Copy every line of the records from the line containing "Task: For every instance of the child's" through the end of the records, increasing each x and y coordinate in the answer points by 132 and leaving all other text and numbers unchanged.

— begin —

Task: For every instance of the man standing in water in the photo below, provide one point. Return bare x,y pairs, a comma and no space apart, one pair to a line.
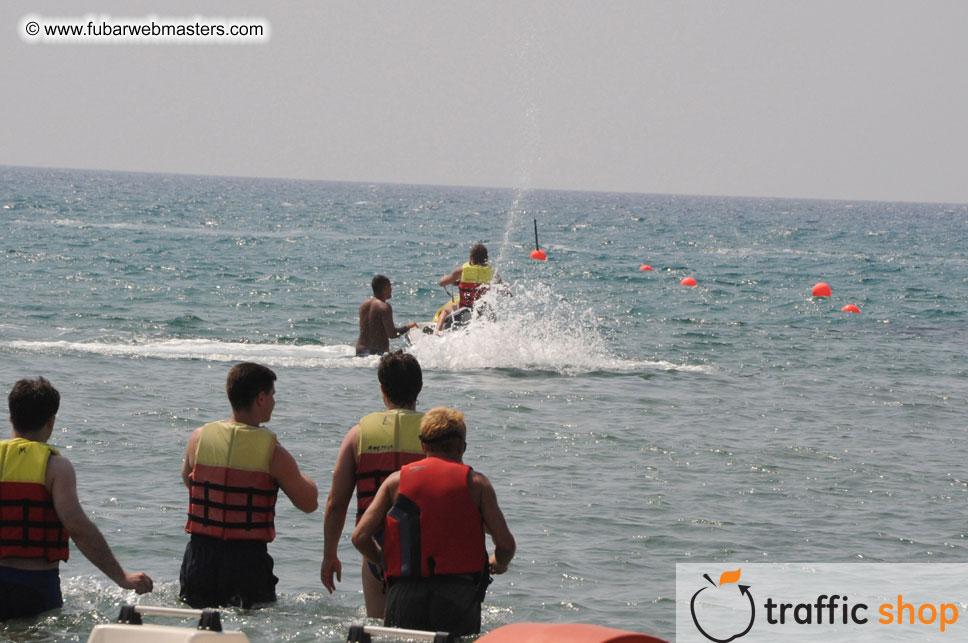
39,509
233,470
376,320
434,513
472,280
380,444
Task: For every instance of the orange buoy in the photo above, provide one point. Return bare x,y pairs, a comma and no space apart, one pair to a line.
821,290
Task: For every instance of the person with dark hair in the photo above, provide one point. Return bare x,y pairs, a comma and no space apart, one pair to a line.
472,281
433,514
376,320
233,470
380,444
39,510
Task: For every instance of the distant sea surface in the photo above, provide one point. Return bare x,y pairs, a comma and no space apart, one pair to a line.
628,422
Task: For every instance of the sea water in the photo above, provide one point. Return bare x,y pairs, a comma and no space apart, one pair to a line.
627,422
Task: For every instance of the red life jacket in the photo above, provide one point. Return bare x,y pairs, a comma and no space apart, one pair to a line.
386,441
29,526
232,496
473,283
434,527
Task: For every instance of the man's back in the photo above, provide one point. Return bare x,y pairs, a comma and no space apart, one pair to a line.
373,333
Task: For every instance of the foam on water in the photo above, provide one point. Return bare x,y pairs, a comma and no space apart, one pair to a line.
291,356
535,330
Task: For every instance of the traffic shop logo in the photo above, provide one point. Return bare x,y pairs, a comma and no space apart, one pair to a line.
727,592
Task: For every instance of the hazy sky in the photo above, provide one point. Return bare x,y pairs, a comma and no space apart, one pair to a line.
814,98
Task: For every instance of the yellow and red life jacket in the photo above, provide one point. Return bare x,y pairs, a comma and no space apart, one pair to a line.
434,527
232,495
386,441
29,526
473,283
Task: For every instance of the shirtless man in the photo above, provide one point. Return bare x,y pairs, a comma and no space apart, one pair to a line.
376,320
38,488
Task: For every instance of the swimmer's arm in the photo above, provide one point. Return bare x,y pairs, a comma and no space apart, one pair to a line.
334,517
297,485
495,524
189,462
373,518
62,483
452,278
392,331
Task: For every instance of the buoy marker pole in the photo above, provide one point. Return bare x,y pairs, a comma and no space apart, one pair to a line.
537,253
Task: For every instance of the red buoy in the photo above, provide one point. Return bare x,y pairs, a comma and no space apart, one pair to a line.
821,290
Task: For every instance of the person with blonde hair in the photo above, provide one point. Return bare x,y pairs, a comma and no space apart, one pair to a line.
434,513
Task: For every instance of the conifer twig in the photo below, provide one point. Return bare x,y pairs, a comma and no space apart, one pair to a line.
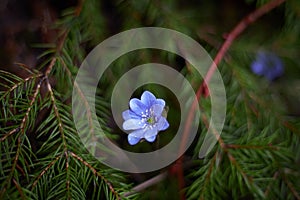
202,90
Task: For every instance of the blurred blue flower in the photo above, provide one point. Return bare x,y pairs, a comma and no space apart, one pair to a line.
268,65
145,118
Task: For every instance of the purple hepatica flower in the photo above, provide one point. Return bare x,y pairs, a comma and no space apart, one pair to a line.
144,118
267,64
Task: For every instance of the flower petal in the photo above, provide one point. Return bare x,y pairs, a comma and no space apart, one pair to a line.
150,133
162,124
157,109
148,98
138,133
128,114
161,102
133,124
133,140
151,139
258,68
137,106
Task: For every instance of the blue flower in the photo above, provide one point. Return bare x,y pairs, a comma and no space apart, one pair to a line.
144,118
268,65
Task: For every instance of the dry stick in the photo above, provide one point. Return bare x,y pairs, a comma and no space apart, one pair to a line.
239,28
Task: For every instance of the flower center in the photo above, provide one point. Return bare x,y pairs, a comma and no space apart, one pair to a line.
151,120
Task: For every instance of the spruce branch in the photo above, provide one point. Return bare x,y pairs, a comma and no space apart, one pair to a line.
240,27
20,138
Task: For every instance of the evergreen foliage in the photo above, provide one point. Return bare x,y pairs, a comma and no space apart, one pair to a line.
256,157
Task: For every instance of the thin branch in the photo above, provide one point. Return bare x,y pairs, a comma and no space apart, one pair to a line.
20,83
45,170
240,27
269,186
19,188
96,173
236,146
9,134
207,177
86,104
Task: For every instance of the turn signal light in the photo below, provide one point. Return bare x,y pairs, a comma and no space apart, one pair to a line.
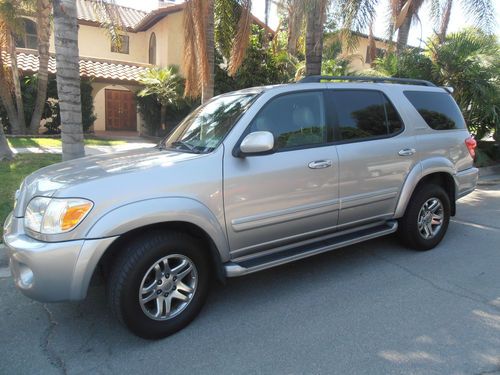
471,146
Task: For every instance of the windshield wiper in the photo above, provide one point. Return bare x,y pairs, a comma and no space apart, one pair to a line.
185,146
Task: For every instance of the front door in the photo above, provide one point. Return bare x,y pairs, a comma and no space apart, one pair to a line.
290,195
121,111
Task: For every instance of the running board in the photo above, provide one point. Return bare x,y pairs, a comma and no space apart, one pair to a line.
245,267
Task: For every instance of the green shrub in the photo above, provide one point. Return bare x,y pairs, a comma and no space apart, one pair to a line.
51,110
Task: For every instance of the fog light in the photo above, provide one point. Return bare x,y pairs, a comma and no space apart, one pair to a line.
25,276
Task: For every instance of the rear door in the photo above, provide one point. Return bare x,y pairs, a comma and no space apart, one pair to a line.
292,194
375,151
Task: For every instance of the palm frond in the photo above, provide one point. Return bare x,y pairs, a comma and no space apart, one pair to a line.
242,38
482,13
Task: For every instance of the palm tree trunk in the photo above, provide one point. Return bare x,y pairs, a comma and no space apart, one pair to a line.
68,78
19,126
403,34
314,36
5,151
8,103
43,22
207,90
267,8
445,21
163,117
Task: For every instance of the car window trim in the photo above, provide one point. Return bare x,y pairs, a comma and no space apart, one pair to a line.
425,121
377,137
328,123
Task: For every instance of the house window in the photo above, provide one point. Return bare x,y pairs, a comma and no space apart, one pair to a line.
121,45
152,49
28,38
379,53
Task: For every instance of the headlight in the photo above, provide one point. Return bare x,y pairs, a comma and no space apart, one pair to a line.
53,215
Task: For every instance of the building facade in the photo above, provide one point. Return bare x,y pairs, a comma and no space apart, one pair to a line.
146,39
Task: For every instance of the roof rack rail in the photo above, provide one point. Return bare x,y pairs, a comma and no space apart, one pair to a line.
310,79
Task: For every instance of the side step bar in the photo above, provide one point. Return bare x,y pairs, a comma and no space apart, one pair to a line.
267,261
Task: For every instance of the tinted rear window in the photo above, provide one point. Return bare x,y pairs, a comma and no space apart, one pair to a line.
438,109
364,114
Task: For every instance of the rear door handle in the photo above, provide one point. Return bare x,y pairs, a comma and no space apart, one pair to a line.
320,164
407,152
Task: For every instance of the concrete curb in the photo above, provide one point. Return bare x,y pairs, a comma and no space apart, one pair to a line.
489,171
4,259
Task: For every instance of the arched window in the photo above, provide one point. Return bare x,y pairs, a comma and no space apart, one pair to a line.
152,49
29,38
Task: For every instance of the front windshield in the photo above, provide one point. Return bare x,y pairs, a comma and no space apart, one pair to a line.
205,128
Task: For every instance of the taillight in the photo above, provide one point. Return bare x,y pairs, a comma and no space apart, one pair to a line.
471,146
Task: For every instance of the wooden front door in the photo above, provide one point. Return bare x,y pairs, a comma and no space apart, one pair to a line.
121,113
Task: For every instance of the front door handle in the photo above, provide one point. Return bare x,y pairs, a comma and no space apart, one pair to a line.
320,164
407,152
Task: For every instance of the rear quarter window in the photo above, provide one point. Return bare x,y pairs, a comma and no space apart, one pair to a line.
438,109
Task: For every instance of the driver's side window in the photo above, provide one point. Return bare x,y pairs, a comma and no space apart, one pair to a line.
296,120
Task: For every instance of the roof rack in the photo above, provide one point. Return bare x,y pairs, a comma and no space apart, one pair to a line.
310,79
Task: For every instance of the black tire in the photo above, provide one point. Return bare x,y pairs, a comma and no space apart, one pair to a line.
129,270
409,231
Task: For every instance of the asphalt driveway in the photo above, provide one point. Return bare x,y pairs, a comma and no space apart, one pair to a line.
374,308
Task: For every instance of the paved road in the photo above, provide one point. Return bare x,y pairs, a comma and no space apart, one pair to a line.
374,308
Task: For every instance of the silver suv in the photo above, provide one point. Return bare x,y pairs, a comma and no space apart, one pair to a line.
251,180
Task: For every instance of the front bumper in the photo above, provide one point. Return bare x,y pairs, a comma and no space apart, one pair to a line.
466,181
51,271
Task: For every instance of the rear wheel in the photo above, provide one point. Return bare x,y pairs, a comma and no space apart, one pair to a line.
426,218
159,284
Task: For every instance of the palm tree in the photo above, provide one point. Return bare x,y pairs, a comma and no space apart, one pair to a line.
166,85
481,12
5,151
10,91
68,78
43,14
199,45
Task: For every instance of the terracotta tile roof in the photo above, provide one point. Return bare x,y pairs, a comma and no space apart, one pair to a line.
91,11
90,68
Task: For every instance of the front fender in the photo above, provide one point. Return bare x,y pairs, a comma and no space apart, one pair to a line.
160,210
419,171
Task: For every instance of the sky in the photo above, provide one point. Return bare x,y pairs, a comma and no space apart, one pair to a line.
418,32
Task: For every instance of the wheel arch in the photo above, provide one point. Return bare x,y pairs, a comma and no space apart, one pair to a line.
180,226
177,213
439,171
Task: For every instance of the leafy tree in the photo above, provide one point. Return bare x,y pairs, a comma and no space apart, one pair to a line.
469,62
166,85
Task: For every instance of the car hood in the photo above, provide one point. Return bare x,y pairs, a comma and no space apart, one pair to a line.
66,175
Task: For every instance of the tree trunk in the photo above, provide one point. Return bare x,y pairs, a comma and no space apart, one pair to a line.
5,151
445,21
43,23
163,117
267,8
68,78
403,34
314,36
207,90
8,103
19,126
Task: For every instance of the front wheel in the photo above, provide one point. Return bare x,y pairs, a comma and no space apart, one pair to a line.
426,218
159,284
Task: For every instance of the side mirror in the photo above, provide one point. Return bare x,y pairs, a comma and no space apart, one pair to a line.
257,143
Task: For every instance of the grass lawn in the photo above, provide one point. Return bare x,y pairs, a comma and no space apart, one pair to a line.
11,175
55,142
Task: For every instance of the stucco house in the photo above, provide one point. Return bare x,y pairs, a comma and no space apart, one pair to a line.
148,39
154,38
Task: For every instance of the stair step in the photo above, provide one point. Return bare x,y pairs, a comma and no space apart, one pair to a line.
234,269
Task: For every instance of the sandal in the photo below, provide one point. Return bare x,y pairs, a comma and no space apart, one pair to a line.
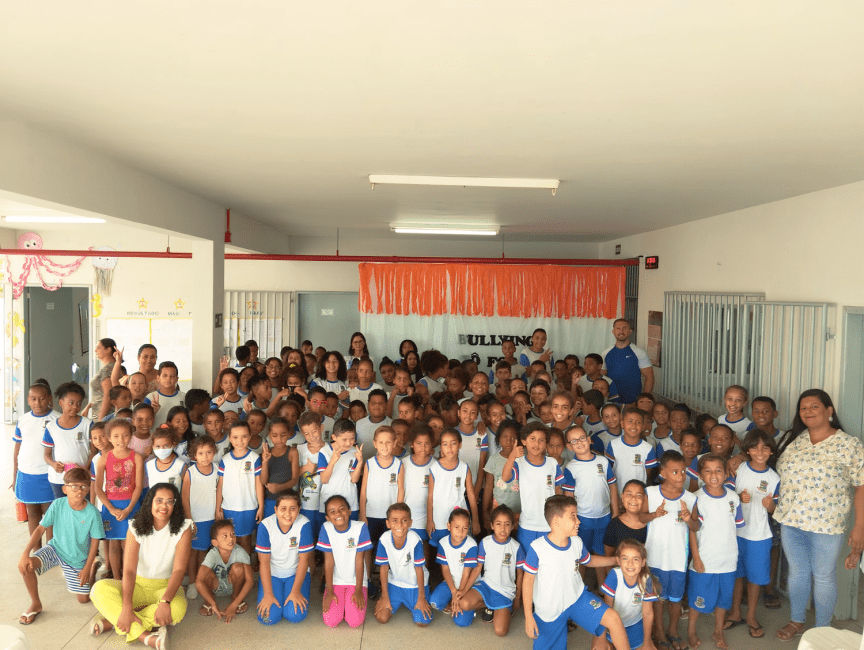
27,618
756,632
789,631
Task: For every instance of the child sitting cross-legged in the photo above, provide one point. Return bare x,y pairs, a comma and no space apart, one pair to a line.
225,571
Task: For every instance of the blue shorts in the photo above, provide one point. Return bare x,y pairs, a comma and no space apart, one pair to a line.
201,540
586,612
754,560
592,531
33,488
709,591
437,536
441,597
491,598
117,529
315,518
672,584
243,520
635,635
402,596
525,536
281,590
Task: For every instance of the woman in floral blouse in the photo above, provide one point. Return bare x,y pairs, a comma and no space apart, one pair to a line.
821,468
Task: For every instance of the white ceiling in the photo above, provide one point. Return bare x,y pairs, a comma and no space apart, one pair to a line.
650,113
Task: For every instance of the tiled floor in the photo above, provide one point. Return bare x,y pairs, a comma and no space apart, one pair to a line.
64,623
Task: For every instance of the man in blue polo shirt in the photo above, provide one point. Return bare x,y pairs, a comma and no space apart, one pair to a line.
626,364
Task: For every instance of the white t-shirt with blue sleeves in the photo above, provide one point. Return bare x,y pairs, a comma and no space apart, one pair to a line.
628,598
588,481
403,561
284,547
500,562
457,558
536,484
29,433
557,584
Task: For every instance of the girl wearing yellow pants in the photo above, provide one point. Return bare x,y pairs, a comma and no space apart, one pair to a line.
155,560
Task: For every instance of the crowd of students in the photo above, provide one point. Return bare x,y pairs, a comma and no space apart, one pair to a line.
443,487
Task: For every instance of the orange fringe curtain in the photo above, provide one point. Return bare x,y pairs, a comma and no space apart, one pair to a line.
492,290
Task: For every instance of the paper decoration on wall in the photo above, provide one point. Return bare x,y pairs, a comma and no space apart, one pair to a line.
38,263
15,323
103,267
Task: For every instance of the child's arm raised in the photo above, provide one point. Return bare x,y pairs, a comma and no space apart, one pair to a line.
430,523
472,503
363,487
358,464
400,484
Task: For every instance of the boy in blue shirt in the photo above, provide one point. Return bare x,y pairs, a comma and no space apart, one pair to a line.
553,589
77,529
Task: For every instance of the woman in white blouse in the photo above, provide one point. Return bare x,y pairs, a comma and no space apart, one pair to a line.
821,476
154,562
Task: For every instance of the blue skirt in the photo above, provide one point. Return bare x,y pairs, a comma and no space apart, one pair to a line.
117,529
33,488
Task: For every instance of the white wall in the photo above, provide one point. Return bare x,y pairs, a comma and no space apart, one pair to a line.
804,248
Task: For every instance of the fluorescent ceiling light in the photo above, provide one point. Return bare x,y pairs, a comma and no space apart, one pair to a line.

— end —

FINAL RESULT:
Task: For every instance of the child's arm raised in the photo above, provide one point. Return bare x,y pairs, a comma and no space apart, one pair to a line.
562,655
604,635
495,619
490,596
532,616
Task: For every instance of the boy in blue shirt in the photo above, provide one point. Return bare x,y pairs, a comma and no space apart, one pair to a line.
685,721
209,661
Task: For every instance of the woman in white blouse in the photo above, provide one point. Return bare x,y pairs, a comma and no space apart, one pair to a line.
953,608
286,694
Task: For every instance of the blue skirt in the photo above, provide one point. Return bare x,y pairs, a comma and no space apart, one pair to a line.
249,661
165,620
Task: For every instance of the white wall in the photo above, provide one point. Return bare x,y pairs, a comma and no space apart, one pair to a line.
936,380
Task: For every instance of the fluorescent ceiling light in the photo above, provide one point. Return bare x,y pairs, a comma and no space apart, one pair to a line.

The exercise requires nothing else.